ARTICLE:
---+---

RFR: 8201409: JDWP debugger initialization hangs intermittently
Daniel D. Daugherty
daniel.daugherty at oracle.com
Sun Apr 15 17:01:24 UTC 2018
On 4/13/18 3:07 PM, serguei.spitsyn at oracle.com wrote:
> Andrew and reviewers,
>
> I'm re-sending this RFR with a corrected subject that includes the bug
> number.
>
> The issues is:
> _https://bugs.openjdk.java.net/browse/JDK-8201409_
> <https://urldefense.proofpoint.com/v2/url?u=https-3A__bugs.openjdk.java.net_browse_JDK-2D8201409&d=DwMDaQ&c=jf_iaSHvJObTbx-siA1ZOg&r=NaV8Iy8Ld-vjpXZFDdTbgGlRTghGHnwM75wUPd5_NUQ&m=nYdDNT1pdP7gQK1JviPJ6zIxLWcwe7R-azh_NnvI0Ok&s=z0_3fj5wG3cofrwXExX0jmnKvUeBGxjAOsYE1Gz6xCg&e=>
>
> Webrev:
> _http://cr.openjdk.java.net/~sspitsyn/webrevs/2018/8201409-jdwp-initsync.ibm.1/_
> <https://urldefense.proofpoint.com/v2/url?u=http-3A__cr.openjdk.java.net_-7Esspitsyn_webrevs_2018_8201409-2Djdwp-2Dinitsync.ibm.1_&d=DwMDaQ&c=jf_iaSHvJObTbx-siA1ZOg&r=NaV8Iy8Ld-vjpXZFDdTbgGlRTghGHnwM75wUPd5_NUQ&m=nYdDNT1pdP7gQK1JviPJ6zIxLWcwe7R-azh_NnvI0Ok&s=8LH2-PYUqJbVkawhCgmuD5106lOuFKI-jAVhCpB_tYY&e=>
src/jdk.jdwp.agent/share/native/libjdwp/debugInit.c
No comments.

---+---

STATED GOAL 1:
Answer these questions from the code review message:
(a) On what date and at what time (UTC) was this reply sent?
(b) What bug number does the review concern?
(c) Which source file is listed beneath the webrev link?
STATED GOAL 2:
State whether each statement agrees with the code review message, giving yes or no and quoting the words that decide it:
(a) The quoted message was addressed to Andrew and the reviewers.
(b) The reply was sent on April 13, 2018.
(c) The reviewer raised objections to the listed source file.
STATED GOAL 3: Continue the code review message about the JDWP debugger initialization hang from the point where it stops.
The data have no connection to the message above.

---+---

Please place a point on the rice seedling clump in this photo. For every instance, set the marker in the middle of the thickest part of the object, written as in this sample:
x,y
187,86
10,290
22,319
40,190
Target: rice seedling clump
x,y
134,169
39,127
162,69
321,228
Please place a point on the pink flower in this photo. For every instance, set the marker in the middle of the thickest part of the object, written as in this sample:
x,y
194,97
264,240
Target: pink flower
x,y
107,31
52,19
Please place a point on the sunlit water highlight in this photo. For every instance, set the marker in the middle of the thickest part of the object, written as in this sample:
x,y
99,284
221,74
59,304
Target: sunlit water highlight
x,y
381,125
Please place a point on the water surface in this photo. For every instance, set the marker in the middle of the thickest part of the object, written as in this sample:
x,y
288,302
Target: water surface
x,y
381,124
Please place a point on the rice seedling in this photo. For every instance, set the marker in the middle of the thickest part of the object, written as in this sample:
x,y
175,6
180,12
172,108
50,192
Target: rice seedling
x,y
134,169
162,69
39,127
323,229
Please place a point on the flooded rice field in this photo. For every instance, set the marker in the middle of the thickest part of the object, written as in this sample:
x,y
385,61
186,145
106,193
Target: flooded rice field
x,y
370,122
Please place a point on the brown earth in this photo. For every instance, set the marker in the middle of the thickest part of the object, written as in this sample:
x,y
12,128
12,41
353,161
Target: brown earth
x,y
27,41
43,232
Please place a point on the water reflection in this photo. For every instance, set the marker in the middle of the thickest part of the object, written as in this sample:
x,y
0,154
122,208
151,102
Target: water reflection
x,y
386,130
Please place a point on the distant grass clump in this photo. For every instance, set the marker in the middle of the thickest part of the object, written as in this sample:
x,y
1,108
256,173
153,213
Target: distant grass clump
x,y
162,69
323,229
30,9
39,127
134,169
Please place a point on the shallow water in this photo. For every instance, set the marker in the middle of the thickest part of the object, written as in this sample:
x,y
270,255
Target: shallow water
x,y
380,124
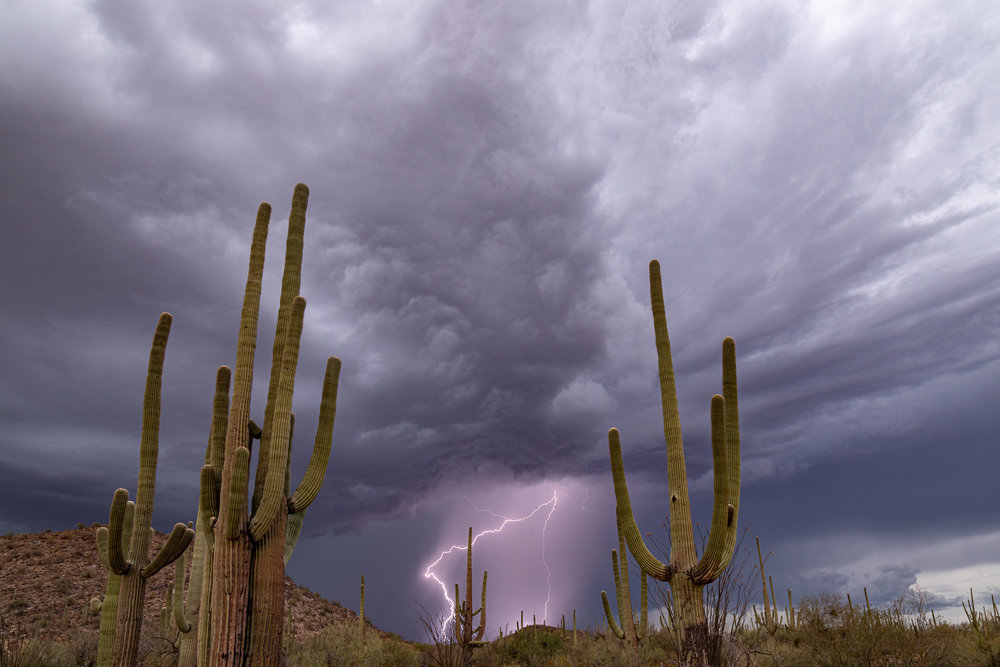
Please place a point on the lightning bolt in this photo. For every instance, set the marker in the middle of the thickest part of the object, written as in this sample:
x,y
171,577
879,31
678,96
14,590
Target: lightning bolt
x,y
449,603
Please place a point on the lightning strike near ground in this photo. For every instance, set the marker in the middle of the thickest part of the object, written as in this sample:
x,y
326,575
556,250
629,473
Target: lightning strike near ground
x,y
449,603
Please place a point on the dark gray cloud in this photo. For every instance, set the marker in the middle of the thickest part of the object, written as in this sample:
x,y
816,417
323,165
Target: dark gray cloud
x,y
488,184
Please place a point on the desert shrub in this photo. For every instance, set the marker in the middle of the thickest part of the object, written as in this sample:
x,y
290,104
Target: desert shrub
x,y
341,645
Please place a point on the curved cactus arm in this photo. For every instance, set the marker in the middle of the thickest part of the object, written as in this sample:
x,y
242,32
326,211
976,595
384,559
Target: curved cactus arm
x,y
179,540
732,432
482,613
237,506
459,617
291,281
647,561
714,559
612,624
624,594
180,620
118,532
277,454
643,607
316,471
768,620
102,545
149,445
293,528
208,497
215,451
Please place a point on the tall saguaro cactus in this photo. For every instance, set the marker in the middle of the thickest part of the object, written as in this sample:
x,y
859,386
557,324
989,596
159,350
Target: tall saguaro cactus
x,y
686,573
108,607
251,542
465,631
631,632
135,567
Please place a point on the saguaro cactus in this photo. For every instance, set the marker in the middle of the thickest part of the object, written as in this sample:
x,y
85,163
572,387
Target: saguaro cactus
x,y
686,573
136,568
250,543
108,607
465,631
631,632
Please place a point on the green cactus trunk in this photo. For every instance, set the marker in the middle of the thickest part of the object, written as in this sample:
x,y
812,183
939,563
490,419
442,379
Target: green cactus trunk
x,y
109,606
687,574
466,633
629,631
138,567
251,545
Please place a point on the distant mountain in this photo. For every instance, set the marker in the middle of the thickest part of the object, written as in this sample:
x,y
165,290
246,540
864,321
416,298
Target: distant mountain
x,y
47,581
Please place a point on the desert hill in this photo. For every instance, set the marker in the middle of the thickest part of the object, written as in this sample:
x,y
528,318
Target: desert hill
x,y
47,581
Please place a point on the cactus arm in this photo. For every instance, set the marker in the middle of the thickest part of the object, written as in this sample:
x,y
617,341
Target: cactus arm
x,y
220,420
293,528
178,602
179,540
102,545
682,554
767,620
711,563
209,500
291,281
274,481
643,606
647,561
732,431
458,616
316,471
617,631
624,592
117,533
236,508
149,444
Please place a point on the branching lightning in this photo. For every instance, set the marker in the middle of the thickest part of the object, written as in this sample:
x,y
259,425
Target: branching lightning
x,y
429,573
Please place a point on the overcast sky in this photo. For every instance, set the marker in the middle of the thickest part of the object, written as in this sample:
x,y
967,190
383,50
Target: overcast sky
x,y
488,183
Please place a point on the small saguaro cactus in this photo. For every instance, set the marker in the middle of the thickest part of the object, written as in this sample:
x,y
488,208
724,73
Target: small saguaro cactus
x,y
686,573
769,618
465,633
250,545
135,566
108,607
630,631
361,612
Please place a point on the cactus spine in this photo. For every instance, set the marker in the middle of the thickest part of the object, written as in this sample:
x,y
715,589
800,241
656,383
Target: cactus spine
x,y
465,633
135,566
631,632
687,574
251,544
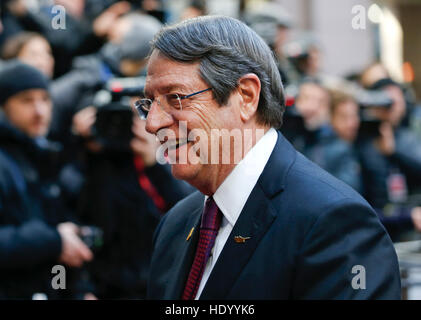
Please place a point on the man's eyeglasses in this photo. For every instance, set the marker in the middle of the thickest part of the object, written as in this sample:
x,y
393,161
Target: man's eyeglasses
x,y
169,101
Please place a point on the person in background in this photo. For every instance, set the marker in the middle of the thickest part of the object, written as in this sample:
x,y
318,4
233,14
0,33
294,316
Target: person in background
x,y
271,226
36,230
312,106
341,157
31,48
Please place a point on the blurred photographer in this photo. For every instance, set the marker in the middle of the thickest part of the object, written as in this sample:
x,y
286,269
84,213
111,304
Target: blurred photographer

---+---

EXPECTED ANSWER 1:
(a) Sunday, April 15, 2018, at 17:01:24 UTC.
(b) 8201409 (JDK-8201409).
(c) src/jdk.jdwp.agent/share/native/libjdwp/debugInit.c

EXPECTED ANSWER 2:
(a) Yes: "Andrew and reviewers,"
(b) No: "Sun Apr 15 17:01:24 UTC 2018"
(c) No: "No comments."

EXPECTED ANSWER 3:
src/jdk.jdwp.agent/share/native/libjdwp/debugInit.h
No comments.
src/jdk.jdwp.agent/share/native/libjdwp/debugLoop.c
So now pauses in debugLoop_run() before the loop
that reads cmds. Looks good.
src/jdk.jdwp.agent/share/native/libjdwp/eventHelper.c
So the VM_INIT event handler now signals that we have
received the VM_INIT event so that allows debugLoop_run()
to proceed.
Serguei, this fix needs to have the most of the Serviceability
stack of tests run against it (jdwp, JVM/TI, JDI and jdb tests).
Based on the email thread, I can't tell which tests have been
run with the fix in place.
Dan
>
>
> The fix looks good to me.
> Also, I've agreed to skip a unit test as creating it for this issue is
> not easy.
>
> At least, one more review is needed before the fix can be pushed.
>
> Thanks,
> Serguei
>
>
> On 4/11/18 06:33, Andrew Leonard wrote:
>> Hi Serguei,
>> Thank you for raising the bug.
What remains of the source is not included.